##### PROVIDED DATA #####

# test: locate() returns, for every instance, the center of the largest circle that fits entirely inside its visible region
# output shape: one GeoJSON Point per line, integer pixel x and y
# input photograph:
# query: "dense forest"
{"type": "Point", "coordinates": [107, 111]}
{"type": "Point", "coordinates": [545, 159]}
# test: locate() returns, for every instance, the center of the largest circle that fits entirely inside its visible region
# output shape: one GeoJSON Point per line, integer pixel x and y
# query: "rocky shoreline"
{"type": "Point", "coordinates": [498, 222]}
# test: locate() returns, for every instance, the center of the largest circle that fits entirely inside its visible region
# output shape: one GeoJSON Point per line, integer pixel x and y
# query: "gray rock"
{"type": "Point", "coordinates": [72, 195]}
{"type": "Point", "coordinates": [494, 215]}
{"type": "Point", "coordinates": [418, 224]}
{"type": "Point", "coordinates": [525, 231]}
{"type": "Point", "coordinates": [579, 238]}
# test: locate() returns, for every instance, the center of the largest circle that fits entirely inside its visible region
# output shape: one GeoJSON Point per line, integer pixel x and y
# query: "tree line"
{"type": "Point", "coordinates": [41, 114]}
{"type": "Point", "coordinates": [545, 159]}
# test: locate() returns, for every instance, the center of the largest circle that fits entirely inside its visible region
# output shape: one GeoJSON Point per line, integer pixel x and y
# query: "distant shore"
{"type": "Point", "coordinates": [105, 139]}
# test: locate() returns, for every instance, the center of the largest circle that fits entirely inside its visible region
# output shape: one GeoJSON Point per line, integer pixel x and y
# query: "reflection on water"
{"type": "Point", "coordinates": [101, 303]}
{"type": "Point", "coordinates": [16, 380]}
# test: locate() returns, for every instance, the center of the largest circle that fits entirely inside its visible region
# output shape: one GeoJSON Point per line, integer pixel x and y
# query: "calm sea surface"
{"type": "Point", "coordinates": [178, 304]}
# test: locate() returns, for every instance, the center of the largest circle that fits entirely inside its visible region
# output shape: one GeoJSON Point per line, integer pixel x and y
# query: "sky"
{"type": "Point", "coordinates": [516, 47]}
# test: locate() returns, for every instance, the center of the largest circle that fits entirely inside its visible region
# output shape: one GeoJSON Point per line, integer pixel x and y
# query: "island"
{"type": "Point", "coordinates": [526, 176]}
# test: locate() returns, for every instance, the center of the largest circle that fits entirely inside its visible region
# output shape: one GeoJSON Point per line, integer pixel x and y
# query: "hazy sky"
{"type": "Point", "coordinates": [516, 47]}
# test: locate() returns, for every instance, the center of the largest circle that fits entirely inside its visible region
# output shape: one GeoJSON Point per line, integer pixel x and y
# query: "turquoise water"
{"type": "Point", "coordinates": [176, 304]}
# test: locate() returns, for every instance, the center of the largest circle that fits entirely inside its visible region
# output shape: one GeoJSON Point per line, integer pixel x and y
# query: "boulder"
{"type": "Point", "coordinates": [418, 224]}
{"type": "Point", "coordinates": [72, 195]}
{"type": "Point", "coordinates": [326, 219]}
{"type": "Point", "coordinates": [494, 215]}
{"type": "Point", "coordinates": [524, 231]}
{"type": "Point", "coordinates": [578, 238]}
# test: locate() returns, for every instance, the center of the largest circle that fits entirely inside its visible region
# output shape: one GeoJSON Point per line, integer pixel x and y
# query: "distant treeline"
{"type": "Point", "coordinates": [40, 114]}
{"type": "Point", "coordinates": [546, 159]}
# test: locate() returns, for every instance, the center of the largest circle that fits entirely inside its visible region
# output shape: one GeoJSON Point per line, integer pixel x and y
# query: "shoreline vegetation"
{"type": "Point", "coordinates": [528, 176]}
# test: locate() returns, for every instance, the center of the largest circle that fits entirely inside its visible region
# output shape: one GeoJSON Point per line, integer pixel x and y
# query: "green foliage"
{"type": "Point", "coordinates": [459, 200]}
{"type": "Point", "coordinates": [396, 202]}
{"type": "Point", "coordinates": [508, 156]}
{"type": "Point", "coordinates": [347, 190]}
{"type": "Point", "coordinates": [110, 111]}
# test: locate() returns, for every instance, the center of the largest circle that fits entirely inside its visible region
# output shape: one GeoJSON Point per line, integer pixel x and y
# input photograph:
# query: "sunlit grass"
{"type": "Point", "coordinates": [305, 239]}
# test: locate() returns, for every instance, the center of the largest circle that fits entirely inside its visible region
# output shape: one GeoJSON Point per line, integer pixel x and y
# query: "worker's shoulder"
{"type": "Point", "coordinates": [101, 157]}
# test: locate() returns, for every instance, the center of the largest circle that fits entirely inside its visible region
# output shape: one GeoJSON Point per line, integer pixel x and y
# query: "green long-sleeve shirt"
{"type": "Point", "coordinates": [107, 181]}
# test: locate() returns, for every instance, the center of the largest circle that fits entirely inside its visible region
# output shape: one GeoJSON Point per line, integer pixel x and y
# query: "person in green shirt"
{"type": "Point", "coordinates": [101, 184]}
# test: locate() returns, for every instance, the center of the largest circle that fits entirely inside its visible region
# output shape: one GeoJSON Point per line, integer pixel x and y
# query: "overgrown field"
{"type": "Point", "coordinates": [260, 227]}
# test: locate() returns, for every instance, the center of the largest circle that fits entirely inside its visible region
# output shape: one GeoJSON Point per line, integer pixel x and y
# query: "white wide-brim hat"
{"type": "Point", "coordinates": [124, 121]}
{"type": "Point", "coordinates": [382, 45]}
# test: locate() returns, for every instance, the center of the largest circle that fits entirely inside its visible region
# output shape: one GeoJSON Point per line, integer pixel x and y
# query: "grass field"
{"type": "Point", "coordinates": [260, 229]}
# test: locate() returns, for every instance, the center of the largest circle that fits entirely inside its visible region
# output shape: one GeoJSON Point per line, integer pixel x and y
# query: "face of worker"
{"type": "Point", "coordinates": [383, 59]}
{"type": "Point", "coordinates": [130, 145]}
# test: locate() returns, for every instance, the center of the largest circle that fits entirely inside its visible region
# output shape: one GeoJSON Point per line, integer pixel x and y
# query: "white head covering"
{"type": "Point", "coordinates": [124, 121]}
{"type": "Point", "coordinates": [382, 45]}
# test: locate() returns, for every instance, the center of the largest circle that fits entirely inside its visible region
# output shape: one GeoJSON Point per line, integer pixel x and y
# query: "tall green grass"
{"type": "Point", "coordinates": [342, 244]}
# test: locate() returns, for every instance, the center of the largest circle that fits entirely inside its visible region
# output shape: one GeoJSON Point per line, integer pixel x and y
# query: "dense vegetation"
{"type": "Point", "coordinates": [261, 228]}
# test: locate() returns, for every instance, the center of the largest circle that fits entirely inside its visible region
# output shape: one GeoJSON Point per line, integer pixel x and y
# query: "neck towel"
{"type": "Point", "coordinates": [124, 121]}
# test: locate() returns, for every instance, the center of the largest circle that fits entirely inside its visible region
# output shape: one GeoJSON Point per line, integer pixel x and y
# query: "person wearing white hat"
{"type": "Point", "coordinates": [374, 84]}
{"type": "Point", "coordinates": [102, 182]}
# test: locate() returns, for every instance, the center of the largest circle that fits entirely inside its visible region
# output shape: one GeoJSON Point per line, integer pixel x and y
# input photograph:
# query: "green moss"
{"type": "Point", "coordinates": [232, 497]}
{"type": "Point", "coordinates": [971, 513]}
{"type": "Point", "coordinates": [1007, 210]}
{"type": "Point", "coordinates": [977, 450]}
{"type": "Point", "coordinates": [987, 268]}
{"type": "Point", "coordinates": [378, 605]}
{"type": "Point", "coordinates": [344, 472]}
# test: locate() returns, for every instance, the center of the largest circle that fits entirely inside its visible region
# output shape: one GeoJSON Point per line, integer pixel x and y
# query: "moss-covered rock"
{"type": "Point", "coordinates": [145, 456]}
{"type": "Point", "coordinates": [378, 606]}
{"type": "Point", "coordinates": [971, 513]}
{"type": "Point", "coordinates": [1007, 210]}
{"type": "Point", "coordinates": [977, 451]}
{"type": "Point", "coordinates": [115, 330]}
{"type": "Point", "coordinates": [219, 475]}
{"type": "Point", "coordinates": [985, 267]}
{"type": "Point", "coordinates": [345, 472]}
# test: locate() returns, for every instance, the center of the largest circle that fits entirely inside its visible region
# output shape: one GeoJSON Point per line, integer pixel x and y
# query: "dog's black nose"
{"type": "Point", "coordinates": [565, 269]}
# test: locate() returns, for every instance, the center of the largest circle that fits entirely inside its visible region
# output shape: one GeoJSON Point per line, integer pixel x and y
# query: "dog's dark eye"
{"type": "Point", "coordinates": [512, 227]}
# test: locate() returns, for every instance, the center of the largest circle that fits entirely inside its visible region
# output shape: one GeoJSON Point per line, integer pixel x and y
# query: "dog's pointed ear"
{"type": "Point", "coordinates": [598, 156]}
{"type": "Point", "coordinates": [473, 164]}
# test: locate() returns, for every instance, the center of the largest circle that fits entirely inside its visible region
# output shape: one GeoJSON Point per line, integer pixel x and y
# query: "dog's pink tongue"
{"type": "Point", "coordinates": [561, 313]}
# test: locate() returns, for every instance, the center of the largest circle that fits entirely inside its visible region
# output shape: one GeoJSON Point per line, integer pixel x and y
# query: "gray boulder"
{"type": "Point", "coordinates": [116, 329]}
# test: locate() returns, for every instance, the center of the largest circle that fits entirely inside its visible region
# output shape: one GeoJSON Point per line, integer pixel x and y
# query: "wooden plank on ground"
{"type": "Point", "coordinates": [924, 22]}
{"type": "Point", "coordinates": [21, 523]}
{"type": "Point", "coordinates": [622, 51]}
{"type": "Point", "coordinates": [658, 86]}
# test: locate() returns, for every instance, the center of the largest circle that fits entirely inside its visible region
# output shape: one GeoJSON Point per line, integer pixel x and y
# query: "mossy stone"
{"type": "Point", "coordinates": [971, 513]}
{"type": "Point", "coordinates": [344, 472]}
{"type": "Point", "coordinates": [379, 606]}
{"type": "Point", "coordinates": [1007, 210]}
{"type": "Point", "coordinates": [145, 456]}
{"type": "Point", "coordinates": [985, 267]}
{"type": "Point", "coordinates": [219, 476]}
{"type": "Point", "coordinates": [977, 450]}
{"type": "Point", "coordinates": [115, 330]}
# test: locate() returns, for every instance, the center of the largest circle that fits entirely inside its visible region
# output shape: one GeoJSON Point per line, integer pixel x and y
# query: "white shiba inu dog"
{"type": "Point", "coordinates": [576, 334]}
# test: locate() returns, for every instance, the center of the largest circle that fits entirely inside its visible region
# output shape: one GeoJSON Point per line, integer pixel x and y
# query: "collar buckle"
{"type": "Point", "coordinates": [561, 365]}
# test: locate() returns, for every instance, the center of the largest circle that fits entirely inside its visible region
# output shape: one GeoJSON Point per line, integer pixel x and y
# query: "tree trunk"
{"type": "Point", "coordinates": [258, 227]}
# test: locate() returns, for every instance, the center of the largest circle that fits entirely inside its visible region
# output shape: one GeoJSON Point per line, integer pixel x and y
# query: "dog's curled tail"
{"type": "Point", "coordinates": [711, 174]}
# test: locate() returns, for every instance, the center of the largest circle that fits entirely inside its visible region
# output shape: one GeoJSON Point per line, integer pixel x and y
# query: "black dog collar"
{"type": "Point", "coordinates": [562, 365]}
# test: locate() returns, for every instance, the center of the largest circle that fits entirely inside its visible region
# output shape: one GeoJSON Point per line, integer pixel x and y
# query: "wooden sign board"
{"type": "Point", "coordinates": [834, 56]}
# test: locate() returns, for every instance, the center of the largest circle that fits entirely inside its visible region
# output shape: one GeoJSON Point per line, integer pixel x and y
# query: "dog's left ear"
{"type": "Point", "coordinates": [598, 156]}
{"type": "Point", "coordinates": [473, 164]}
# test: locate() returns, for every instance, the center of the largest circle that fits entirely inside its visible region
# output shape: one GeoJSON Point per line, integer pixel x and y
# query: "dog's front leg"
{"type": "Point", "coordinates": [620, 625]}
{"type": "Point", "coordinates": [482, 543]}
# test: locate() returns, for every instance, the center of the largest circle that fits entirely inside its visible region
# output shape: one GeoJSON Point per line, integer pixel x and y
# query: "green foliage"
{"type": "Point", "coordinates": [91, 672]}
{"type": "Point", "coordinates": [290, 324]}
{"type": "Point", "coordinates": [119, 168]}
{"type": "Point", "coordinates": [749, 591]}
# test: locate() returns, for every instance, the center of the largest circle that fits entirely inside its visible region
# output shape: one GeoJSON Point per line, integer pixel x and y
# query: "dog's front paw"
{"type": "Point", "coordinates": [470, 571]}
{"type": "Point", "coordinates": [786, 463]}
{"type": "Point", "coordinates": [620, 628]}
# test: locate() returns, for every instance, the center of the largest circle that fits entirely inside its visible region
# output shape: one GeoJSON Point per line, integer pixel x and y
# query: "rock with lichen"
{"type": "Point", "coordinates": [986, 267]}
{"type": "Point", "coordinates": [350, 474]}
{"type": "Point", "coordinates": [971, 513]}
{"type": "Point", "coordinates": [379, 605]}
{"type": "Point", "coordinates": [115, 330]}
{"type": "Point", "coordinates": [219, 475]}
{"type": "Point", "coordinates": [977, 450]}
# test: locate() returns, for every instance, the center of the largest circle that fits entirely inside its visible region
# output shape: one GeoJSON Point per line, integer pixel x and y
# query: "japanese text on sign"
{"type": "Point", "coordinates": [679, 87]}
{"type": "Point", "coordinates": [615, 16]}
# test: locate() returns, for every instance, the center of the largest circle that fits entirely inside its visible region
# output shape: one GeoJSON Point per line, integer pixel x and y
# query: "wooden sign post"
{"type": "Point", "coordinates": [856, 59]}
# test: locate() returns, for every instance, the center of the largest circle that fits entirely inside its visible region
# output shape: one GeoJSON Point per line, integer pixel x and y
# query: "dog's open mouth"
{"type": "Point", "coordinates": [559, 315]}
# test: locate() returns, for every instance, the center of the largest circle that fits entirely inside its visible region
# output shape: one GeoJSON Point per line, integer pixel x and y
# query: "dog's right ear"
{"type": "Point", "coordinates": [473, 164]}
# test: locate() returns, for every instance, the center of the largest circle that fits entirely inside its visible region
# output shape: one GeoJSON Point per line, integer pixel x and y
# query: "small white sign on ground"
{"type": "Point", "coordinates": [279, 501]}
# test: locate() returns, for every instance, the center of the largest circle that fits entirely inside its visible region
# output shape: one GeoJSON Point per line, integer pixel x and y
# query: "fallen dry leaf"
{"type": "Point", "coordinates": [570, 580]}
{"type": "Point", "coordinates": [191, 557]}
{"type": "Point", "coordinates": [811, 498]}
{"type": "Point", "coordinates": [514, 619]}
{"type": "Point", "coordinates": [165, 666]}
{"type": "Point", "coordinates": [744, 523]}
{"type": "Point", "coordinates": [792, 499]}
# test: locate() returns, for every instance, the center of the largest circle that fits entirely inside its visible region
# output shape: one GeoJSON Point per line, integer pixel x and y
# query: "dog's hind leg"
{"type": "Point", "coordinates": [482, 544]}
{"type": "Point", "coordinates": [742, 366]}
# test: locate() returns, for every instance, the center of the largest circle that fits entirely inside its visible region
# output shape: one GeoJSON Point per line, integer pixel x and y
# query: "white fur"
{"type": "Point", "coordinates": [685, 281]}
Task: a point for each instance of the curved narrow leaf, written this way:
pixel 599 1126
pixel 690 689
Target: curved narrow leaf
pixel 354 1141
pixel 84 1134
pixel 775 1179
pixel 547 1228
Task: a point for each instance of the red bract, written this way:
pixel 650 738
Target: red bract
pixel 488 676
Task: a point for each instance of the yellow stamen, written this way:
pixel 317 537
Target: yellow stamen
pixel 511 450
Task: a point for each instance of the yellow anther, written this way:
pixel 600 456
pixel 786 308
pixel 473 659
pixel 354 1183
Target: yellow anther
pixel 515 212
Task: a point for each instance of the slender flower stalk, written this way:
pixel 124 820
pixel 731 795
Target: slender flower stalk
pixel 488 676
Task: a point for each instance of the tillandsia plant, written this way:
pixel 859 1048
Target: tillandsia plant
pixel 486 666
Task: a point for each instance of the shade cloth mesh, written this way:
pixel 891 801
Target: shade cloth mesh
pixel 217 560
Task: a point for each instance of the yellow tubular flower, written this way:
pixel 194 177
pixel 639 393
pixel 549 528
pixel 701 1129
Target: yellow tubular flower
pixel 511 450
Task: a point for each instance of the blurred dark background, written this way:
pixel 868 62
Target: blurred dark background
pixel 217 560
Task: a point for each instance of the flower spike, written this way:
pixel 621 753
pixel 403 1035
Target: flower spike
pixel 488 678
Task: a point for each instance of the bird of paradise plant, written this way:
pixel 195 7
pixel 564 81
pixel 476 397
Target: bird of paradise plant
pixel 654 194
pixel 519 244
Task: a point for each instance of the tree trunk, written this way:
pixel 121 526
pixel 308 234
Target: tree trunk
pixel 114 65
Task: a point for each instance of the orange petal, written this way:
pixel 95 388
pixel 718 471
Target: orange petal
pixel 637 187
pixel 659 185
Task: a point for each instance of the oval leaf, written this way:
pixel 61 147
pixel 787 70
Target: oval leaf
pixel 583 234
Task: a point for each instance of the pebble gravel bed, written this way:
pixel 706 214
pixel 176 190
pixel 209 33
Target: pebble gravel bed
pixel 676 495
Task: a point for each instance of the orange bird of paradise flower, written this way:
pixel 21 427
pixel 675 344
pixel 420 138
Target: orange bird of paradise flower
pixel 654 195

#####

Return, with no change at all, every line in the entries above from the line containing "Target: yellow anther" through the line containing "pixel 859 1048".

Target: yellow anther
pixel 515 212
Task: a point for each instance of the slender flower stalk, written this way:
pixel 124 820
pixel 731 795
Target: slender flower stalk
pixel 488 676
Task: a point for each instance of the tillandsia plant, written this way:
pixel 859 1048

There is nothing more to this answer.